**Set task 1:** List each value that info['done_reason'] can take in the TF-Agents success rate post, along with the meaning it has there.
**Set task 2:** Please collect every line of the records that contains the string "racehorse".

**Passage provided:**
>>>>>

Measuring Policy Success Rate in TF-Agents
Success rate of the agent (fraction of episodes which end because the agent solved the task successfully) can be a useful metric to monitor while training an a reinforcement learning (RL) policy. This post shows how to do that in TF Agents, a popular RL framework.
1. Modify your environment
Modify env.step()
to return the reason for ending the episode. For
gym API environments, this can be done via a new key done_reason
in
the info
dictionary returned by env.step()
. The integer values of info['done_reason']
can be -1: not done
,
0: task fail
, 1: time out
, 2: success
.
Then following this TF Agents PyEnvironment
tutorial
and this structured observations example,
from tf_agents.specs import ArraySpec, BoundedArraySpec
from tf_agents.trajectories import time_step as ts
from tf_agents.environments.py_environment import PyEnvironment
class MyPyEnv(PyEnvironment):
def __init__(self, **env_kwargs):
self._env = MyEnv(**env_kwargs) # follows gym API
self._discount = 0.99
self.get_specs()
self._episode_ended = False
def get_specs(self):
self._observation_spec = {'obs': ArraySpec(shape=(self._env.obs_dim,), dtype=np.float32, name='observation'),
'aux': ArraySpec(shape=(), dtype=np.int32, name='auxiliary')}
self._action_spec = BoundedArraySpec(shape=(self._env.action_dim,), dtype=np.float32, minimum=-1, maximum=1,
name='action')
def action_spec(self):
return self._action_spec
def observation_spec(self):
return self._observation_spec
def _reset(self) -> ts.TimeStep:
obs = self._env.reset()
self._episode_ended = False
return ts.restart({'obs': obs.astype(np.float32), 'aux': np.array(1, dtype=np.int32)})
def _step(self, action) -> ts.TimeStep:
if self._episode_ended:
return self.reset()
obs, reward, self._episode_ended, info = self._env.step(action)
obs = {'obs': obs.astype(np.float32), 'aux': np.array(info['done_reason'], dtype=np.int32)}
time_step = ts.termination(obs, reward) if self._episode_ended else ts.transition(obs, reward, self._discount)
return time_step
MyPyEnv
’s observation is a dictionary, instead of a tensor. observation['obs']
has the actual
observation tensor, and observation['aux']
has an integer-coded reason for episode end.

<<<<<

(Picture shape labeling items)
>>>>>

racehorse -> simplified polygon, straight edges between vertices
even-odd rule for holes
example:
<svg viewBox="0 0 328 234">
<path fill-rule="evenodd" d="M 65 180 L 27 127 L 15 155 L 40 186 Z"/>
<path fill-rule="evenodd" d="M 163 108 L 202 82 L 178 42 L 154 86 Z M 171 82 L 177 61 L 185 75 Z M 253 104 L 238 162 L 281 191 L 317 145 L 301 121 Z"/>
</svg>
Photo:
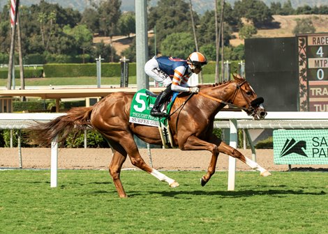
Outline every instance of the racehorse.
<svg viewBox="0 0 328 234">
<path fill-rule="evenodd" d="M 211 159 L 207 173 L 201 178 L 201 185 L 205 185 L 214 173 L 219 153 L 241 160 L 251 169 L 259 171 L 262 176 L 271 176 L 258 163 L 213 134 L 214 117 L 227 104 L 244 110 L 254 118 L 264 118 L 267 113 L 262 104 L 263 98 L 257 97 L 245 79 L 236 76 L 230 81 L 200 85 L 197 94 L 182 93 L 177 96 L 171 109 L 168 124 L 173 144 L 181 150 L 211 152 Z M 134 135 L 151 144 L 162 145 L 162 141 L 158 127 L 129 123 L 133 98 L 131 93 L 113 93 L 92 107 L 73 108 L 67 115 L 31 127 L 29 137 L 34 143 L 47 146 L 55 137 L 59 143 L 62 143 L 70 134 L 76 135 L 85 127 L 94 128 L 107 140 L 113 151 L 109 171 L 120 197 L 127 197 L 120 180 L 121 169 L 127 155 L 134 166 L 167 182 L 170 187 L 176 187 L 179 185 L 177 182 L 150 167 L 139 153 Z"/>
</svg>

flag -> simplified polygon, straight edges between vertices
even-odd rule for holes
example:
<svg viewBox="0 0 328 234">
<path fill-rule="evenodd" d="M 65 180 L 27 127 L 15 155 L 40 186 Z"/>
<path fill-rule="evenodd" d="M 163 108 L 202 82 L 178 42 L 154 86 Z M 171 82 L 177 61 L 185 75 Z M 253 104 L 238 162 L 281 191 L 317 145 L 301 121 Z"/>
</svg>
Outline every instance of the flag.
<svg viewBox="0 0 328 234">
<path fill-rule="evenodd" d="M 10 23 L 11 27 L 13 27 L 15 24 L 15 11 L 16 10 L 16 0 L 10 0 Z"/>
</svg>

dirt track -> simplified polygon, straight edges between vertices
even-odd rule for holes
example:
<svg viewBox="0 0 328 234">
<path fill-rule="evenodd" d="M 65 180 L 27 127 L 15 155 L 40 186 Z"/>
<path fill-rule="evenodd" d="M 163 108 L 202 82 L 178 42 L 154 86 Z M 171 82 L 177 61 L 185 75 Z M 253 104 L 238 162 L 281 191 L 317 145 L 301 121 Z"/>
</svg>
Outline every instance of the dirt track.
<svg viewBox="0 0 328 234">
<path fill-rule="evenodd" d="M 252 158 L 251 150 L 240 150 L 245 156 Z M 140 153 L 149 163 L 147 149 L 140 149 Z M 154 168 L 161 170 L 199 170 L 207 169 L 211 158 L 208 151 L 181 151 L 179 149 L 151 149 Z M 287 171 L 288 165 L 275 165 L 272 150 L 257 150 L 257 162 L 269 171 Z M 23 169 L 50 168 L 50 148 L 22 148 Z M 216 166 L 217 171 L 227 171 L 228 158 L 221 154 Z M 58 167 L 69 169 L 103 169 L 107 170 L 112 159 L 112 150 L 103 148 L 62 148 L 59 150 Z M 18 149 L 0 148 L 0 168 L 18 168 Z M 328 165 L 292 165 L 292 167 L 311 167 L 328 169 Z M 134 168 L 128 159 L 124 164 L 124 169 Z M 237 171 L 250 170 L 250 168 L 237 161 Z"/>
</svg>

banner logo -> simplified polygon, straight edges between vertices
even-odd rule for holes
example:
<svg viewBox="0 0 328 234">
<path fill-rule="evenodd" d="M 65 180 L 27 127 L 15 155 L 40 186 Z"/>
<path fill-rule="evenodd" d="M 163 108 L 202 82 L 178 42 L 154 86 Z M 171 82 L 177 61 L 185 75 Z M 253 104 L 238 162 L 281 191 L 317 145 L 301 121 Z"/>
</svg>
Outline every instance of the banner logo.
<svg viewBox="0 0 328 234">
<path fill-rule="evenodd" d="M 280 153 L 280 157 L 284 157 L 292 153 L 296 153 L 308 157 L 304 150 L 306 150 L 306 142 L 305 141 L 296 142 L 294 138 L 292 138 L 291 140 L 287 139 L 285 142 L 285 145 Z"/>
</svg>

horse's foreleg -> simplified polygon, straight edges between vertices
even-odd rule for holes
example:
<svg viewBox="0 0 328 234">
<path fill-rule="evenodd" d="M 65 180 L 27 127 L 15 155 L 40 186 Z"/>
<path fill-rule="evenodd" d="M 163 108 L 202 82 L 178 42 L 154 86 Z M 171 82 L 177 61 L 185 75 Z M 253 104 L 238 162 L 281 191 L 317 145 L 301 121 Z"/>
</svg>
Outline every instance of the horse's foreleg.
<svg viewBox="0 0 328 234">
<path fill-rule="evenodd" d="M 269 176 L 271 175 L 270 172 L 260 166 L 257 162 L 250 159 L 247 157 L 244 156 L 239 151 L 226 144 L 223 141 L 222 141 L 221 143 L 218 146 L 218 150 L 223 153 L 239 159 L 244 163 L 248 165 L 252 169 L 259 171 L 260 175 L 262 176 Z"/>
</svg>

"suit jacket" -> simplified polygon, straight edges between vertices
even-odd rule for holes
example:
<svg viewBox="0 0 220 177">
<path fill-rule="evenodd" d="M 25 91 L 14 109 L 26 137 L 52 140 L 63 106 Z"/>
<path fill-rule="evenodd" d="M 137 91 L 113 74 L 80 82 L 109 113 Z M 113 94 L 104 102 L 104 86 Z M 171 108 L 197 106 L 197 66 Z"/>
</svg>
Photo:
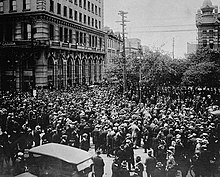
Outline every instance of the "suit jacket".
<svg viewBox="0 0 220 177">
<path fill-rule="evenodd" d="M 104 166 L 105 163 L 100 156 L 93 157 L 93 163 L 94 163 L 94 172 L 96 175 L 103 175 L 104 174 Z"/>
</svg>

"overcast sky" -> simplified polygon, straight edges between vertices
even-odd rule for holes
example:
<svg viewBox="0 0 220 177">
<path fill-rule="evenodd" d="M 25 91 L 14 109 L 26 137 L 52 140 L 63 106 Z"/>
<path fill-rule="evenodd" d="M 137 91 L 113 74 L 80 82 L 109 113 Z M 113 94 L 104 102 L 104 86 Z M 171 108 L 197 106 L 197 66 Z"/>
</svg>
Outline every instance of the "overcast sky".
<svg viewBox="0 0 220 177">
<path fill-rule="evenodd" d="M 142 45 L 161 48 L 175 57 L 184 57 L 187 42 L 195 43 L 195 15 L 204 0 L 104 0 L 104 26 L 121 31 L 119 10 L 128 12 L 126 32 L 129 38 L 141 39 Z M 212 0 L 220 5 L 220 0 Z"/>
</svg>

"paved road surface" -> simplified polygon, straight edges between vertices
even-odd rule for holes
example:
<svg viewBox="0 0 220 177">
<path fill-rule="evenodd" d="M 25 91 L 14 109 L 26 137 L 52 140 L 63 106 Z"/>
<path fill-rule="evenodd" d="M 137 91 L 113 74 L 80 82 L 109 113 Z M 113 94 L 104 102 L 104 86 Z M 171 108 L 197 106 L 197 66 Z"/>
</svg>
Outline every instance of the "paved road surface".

<<<<<

**Response 1:**
-1: not done
0: task fail
1: time out
2: success

**Response 2:**
racehorse -> simplified polygon, straight edges between vertices
Outline every instance of the racehorse.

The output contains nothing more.